* Série de consignes *
1) Réécrire l'extrait en commençant par « M. le président. » et en finissant par « discussion des articles. », avec « discussion » remplacé par « délibération ».
2) Transformer les lignes de toutes les entrées en une liste JSON de chaînes, à raison d'une chaîne par ligne et sans les lignes vides.

* Extrait *
━━━━━━━━━━━━━━━━━━━━━━━━━━━━━━
M. le président. Personne ne demande plus la parole dans la discussion générale ?...
La discussion générale est close.
Nous passons à la discussion des articles.
Chapitre Ier
Mesures visant à instaurer plus de concurrence sectorielle au service des consommateurs dans divers secteurs de la consommation courante
Article 1er
I. – Le livre III du code de commerce est complété par un titre IV ainsi rédigé :
« TITRE IV
« DES RÉSEAUX DE DISTRIBUTION ALIMENTAIRE
« Art. L. 340-1. – I. – Une convention d’affiliation est un contrat, conclu entre, d’une part, une personne physique ou une personne morale de droit privé regroupant des commerçants, autre que celles mentionnées aux chapitres V et VI du titre II du livre Ier, ou mettant à disposition les services mentionnés au premier alinéa de l’article L. 330-3 et, d’autre part, toute personne exploitant pour son compte ou pour le compte d’un tiers au moins un magasin de commerce alimentaire de détail au sens de l’article L. 340-2. Conclue en sus de tout autre contrat pouvant exister par ailleurs entre les parties, elle comprend des clauses susceptibles de limiter la liberté d’exercice par cet exploitant de son activité de commerçant.
« Lorsqu'une convention d’affiliation est obligatoire en application du premier alinéa de l'article L. 340-2 :
« – toute stipulation comprise dans un contrat conclu entre les deux parties faisant obstacle à la mise en jeu des stipulations énoncées par ladite convention est réputée non écrite ;
« – il ne peut être dérogé par voie contractuelle à ses stipulations que par modification de cette même convention.
« II. – La convention d’affiliation prend la forme d’un document unique. Les stipulations applicables du fait de l’affiliation y sont regroupées selon des rubriques définies par un décret pris après avis de l’Autorité de la concurrence.
━━━━━━━━━━━━━━━━━━━━━━━━━━━━━━
* Données *
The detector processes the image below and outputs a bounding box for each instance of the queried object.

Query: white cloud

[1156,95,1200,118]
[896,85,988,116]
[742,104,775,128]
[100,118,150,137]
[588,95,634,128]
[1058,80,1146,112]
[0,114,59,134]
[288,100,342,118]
━━━━━━━━━━━━━━━━━━━━━━━━━━━━━━
* Réponses rédigées *
1)
M. le président. Personne ne demande plus la parole dans la délibération générale ?...
La délibération générale est close.
Nous passons à la délibération des articles.

2)
[
  "The detector processes the image below and outputs a bounding box for each instance of the queried object.",
  "Query: white cloud",
  "[1156,95,1200,118]",
  "[896,85,988,116]",
  "[742,104,775,128]",
  "[100,118,150,137]",
  "[588,95,634,128]",
  "[1058,80,1146,112]",
  "[0,114,59,134]",
  "[288,100,342,118]"
]